* [EXERCISE REQUIREMENTS]:
Gather every line of the rows below that contains the word "black", matching its case exactly, and list those lines.

Location labeling records:
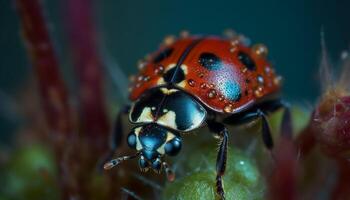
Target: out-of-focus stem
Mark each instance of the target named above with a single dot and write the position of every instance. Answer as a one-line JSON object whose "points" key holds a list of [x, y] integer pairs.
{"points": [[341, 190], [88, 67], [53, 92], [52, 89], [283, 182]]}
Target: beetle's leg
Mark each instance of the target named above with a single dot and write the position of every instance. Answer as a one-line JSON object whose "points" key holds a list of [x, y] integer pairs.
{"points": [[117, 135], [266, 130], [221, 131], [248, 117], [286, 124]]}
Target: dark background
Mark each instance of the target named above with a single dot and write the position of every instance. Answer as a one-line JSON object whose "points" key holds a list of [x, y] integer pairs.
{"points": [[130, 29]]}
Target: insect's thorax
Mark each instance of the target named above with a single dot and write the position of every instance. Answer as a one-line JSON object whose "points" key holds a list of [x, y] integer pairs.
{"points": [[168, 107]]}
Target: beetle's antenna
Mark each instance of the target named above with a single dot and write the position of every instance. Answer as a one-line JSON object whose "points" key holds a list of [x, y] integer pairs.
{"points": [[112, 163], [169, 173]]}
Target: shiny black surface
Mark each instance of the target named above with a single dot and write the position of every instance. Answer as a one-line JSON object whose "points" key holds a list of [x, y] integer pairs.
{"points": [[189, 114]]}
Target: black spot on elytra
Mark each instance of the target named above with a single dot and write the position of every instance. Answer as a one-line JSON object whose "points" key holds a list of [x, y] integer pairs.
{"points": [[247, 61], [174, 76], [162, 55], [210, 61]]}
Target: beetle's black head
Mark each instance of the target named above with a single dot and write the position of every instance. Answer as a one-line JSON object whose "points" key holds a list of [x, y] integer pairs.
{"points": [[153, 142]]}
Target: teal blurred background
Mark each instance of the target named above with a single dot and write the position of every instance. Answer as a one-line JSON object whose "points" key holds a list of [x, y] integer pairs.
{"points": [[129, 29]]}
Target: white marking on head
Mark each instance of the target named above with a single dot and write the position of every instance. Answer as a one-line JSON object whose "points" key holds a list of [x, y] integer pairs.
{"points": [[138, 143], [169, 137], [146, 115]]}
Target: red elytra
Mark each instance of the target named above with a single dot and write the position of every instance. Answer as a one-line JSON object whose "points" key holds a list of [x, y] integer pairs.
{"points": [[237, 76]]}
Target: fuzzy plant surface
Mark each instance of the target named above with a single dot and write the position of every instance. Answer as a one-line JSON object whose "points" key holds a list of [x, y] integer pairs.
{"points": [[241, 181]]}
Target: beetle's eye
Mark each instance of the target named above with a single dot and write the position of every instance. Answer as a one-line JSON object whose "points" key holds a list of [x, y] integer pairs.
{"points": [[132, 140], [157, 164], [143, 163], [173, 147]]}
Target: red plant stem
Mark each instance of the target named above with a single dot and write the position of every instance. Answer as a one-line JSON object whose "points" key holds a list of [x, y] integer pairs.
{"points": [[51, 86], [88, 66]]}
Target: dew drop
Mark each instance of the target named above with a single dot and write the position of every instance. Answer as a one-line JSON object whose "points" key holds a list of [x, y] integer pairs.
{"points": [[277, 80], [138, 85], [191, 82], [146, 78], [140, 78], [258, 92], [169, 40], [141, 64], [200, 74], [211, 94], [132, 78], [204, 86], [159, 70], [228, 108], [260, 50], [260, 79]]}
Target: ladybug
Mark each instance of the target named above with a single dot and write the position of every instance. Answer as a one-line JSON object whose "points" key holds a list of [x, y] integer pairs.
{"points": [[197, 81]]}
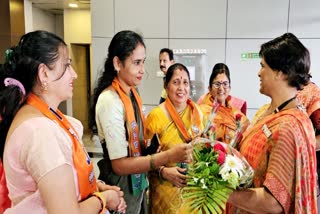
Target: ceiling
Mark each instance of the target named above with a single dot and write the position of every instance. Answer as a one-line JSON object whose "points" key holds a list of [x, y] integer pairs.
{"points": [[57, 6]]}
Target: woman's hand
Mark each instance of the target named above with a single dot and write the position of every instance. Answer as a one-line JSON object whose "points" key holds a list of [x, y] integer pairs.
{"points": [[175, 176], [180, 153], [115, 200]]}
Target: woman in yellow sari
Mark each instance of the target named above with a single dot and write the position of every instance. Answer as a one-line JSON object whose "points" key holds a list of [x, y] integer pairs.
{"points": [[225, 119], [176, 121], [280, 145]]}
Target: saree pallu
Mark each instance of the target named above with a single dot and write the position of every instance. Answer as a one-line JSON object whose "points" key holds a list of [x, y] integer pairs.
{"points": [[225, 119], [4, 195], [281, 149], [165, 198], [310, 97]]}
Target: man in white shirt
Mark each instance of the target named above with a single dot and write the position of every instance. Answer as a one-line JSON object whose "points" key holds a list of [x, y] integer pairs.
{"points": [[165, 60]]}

==

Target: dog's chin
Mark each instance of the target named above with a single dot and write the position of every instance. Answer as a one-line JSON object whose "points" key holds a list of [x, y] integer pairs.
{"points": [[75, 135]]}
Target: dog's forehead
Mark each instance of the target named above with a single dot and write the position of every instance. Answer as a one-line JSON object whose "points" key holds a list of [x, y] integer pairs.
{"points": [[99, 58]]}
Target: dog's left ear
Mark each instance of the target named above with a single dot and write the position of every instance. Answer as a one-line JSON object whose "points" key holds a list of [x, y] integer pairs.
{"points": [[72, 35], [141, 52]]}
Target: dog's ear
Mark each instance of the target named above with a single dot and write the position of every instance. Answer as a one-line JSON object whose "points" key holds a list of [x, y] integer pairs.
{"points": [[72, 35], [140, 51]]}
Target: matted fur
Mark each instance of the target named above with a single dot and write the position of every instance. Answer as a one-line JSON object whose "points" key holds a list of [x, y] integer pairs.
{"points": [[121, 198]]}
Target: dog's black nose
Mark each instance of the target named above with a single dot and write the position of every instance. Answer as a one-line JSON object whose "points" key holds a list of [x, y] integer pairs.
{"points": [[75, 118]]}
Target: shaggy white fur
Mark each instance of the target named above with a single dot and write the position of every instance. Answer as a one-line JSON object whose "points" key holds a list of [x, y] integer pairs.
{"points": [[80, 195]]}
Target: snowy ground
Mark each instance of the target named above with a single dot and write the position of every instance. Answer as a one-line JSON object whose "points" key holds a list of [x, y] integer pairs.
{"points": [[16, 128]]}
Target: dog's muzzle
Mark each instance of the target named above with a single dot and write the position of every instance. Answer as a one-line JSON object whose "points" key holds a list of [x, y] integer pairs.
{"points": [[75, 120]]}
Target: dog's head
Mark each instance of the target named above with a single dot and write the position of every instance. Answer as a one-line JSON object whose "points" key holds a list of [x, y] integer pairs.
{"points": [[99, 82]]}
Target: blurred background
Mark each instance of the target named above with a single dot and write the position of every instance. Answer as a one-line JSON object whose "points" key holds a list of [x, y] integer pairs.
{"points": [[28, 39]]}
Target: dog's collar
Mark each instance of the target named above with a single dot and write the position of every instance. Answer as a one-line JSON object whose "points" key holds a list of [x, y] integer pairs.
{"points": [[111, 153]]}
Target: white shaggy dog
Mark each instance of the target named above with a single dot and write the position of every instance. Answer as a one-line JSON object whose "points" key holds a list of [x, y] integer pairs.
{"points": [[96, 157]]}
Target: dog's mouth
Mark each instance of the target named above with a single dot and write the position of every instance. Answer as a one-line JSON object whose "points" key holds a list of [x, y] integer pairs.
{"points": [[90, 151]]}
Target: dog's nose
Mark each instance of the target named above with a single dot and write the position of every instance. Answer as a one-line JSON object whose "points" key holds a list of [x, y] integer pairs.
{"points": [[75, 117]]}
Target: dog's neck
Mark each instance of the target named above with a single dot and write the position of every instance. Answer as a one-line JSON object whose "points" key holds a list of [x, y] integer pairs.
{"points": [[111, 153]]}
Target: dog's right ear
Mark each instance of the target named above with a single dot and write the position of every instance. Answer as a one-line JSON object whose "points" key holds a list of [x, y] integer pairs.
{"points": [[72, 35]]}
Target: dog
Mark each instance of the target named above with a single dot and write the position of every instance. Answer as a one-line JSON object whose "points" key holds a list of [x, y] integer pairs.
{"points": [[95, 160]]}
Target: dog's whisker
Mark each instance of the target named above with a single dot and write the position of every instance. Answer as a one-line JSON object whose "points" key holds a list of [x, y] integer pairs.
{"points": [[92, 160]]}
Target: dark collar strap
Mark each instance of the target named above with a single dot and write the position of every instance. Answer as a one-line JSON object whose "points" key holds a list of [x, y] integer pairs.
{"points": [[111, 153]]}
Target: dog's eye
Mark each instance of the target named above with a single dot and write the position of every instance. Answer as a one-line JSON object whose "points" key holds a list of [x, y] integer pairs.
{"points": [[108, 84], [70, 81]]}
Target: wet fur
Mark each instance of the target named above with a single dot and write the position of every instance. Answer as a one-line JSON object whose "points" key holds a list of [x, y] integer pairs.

...

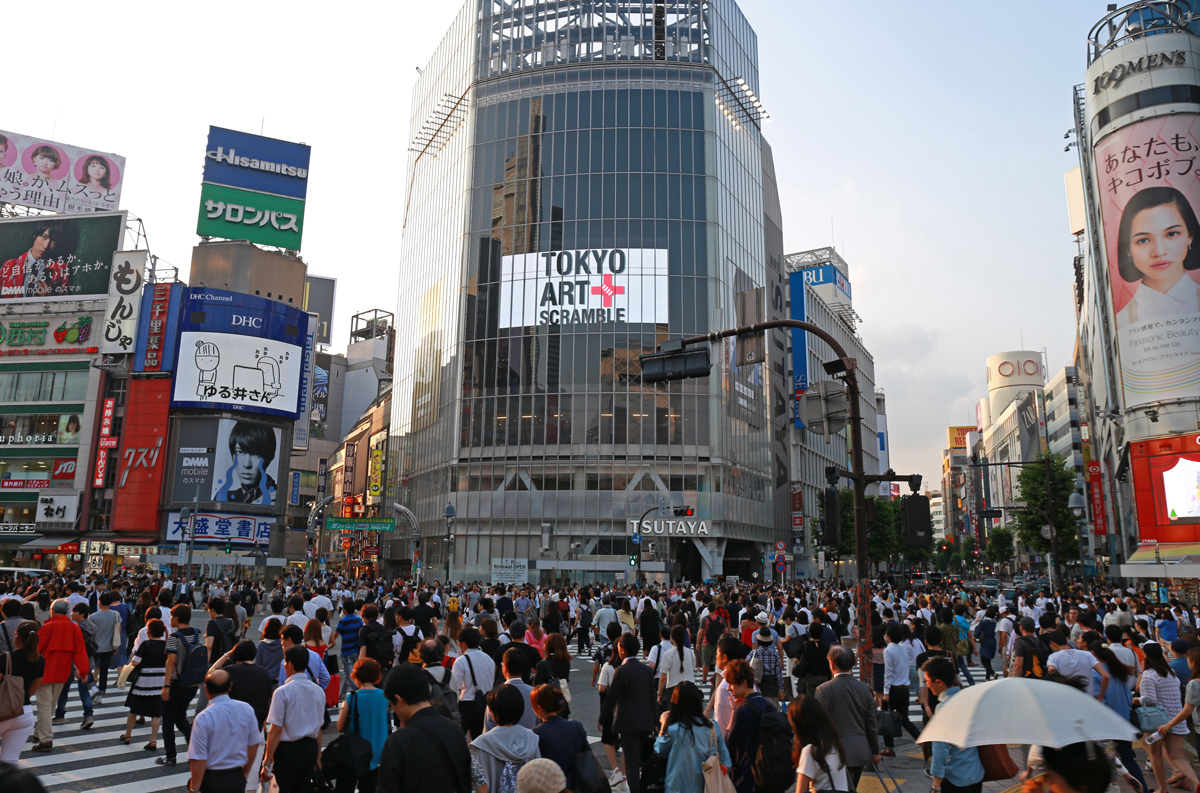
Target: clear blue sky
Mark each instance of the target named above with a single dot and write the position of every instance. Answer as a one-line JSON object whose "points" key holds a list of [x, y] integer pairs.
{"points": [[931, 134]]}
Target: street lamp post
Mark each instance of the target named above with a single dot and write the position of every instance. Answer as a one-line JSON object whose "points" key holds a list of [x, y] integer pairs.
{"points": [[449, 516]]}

* [THE ANSWER]:
Target: shiny black surface
Target: black spot on elytra
Target: beetle's black head
Target: dog's black nose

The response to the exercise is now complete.